*Excerpted text*:
Agentic Science Worker

An autonomous AI researcher for computational materials science. Not a tool that executes commands—an independent lab member that takes ownership of research problems.

Current Status: 81/86 benchmarks passing (100% pass rate) | View Dashboard

Vision

Today: Handle defined workflows and research questions autonomously.

Tomorrow: Receive a group meeting transcript, work independently for hours or days, return with research contributions—hypotheses tested, literature synthesized, calculations completed.

The goal is not to help humans do science faster. It's to build a system that does science: forms hypotheses, tests them computationally, identifies what's interesting, and generates knowledge that didn't exist before.

Recent Highlights

Novel Material Discovery: Autonomously discovered 9 novel Li-ion cathode materials including Li₂Ni(PO₄)(SO₄) with 5.1V voltage (T10-001: 75)
Cross-Modal Reasoning: Determined crystal structure from XRD pattern using computational methods (T10-002: 72)
Cloud GPU Integration: Full VAST.ai lifecycle management - provision, execute, cleanup (T17: 97/91/92)
Publication-Ready Analysis: MSD/diffusion calculations, thermodynamic parsing (T18: 92/92)

See real examples: Showcases | Novel Cathode Discovery | XRD Structure Determination

Overview

The Agentic Science Worker can:

Run molecular dynamics simulations (LAMMPS) with literature-sourced parameters
Perform DFT calculations (Quantum ESPRESSO) for electronic structure
Use ML interatomic potentials (MACE, CHGNet, M3GNet) for fast screening
Provision cloud GPUs (VAST.ai) for overflow compute
Search scientific literature and extract methodology/parameters
Query materials databases (Materials Project) for structures and properties
Analyze results with publication-quality figures and error propagation

Given a scientific question, it researches the methodology, finds parameters, runs simulations, verifies results against literature, and iterates until achieving physically reasonable results—like a competent graduate student working independently.

Supported Coding Agents

Works with multiple coding agents (Claude Code, Aider, Cursor). Each reads AGENTS.md as primary context, gaining the knowledge and principles to work as an autonomous researcher.

(Saved entries)

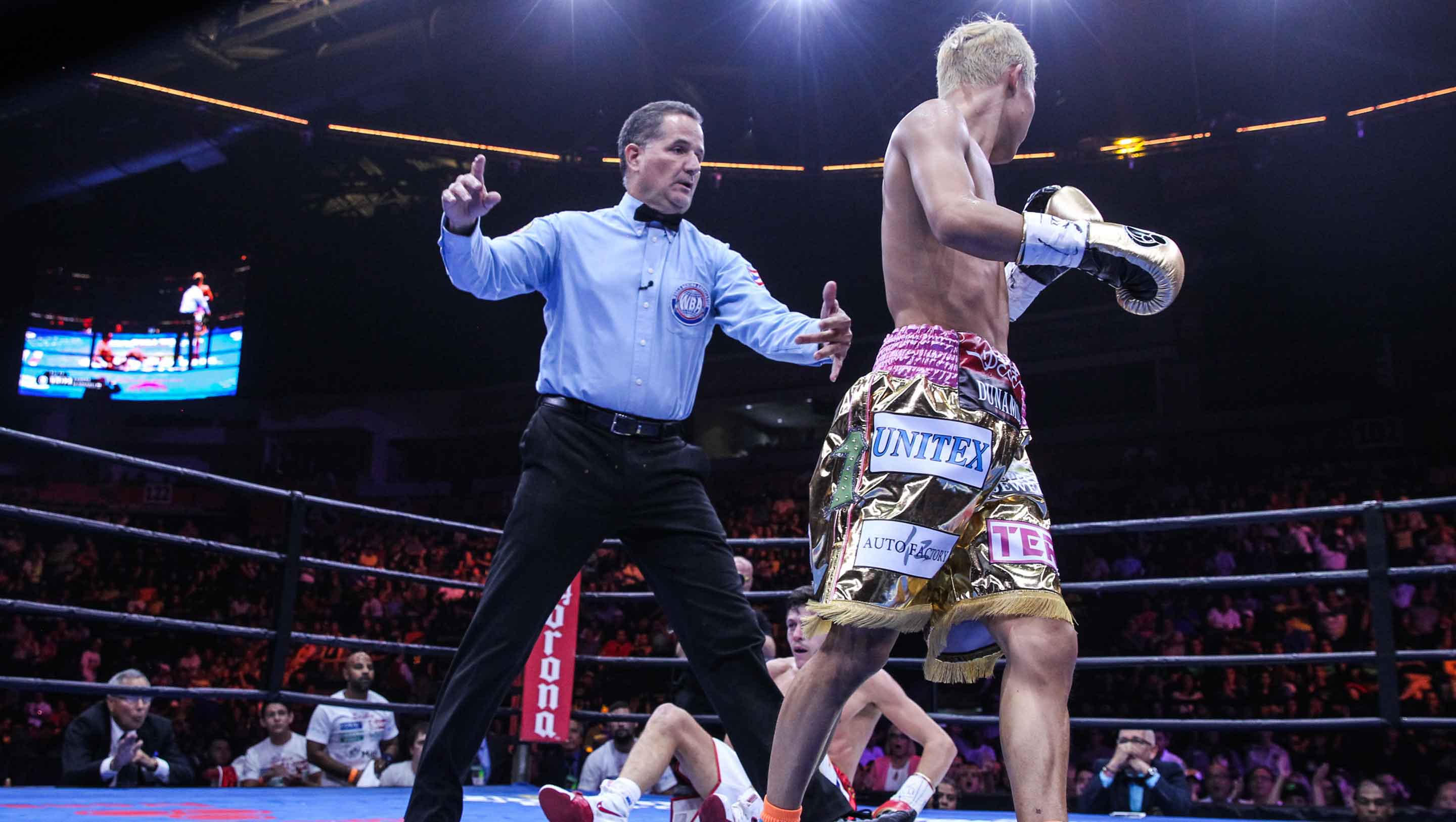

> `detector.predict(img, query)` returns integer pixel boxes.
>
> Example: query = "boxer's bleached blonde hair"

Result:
[935,13,1037,98]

*Exercises to complete*:
1 - Can you reproduce the Agentic Science Worker page between "An autonomous AI" and "didn't exist before.", inclusive?
2 - Could you carry on the Agentic Science Worker page from its last sentence?
The items have nothing to do with the Agentic Science Worker page.

*Expected responses*:
1 -
An autonomous AI researcher for computational materials science. Not a tool that executes commands—an independent lab member that takes ownership of research problems.

Current Status: 81/86 benchmarks passing (100% pass rate) | View Dashboard

Vision

Today: Handle defined workflows and research questions autonomously.

Tomorrow: Receive a group meeting transcript, work independently for hours or days, return with research contributions—hypotheses tested, literature synthesized, calculations completed.

The goal is not to help humans do science faster. It's to build a system that does science: forms hypotheses, tests them computationally, identifies what's interesting, and generates knowledge that didn't exist before.

2 -
Architecture

┌─────────────────────────────────────────────────────────────┐
│                     Coding Agent                            │
│    Claude Code │ Aider │ OpenAI Codex │ Cursor              │
│     (AGENTS.md defines researcher behavior and methodology) │
└─────────────────────────────────────────────────────────────┘
                              │
                              ▼
┌─────────────────────────────────────────────────────────────┐
│                        Skills                               │
│  ┌──────────┐ ┌──────────┐ ┌──────────┐ ┌──────────┐       │
│  │ LAMMPS   │ │ QE/DFT   │ │ VAST.ai  │ │ MLIP     │       │
│  │ Sim      │ │ Calc     │ │ Cloud    │ │ Potentials│      │
│  └──────────┘ └──────────┘ └──────────┘ └──────────┘       │
│  ┌──────────┐ ┌──────────┐ ┌──────────┐ ┌──────────┐       │
│  │Literature│ │Materials │ │ Data     │ │ Resource │       │
│  │ Search   │ │ Database │ │ Analysis │ │ Acquire  │       │
│  └──────────┘ └──────────┘ └──────────┘ └──────────┘       │
└─────────────────────────────────────────────────────────────┘
                              │
                              ▼
┌─────────────────────────────────────────────────────────────┐
│                    External Tools                           │
│  LAMMPS │ Quantum ESPRESSO │ MACE/CHGNet │ VAST.ai │ Web   │
└─────────────────────────────────────────────────────────────┘

Supported Agents

Agent	Status	Configuration
Claude Code	Full Support	`AGENTS.md`, `.claude/`
Aider	Full Support	`AGENTS.md`, `configs/aider/`
OpenAI Codex	Planned	`AGENTS.md`
Cursor	Full Support	`AGENTS.md`, `.cursorrules`

All agents read AGENTS.md (the industry standard) as their primary context file.

Quick Start

Prerequisites

A supported coding agent:
- Claude Code CLI with subscription, OR
- Aider with API key, OR
- Cursor
Python 3.10+
LAMMPS (with GPU support recommended)
Quantum ESPRESSO (optional, for DFT)
Materials Project API key

Installation

Clone the repository:

git clone https://github.com/yourusername/agentic-science-worker.git
cd agentic-science-worker

Copy and configure settings:

cp config.example.yaml config.yaml
cp .claude/settings.json.example .claude/settings.json
cp .mcp.json.example .mcp.json

Edit configuration files with your paths and API keys:

# config.yaml
binaries:
  lammps: "/path/to/your/lammps/bin/lmp"
  qe_cpu: "/path/to/qe/bin"

api_keys:
  materials_project: "YOUR_MP_API_KEY"

Verify infrastructure:

cd benchmarks/evaluation
python harness.py --verify

Running the Agent

With Claude Code:

cd /path/to/agentic-science-worker
claude

With Aider:

cd /path/to/agentic-science-worker
aider --read AGENTS.md

With Cursor:

cursor .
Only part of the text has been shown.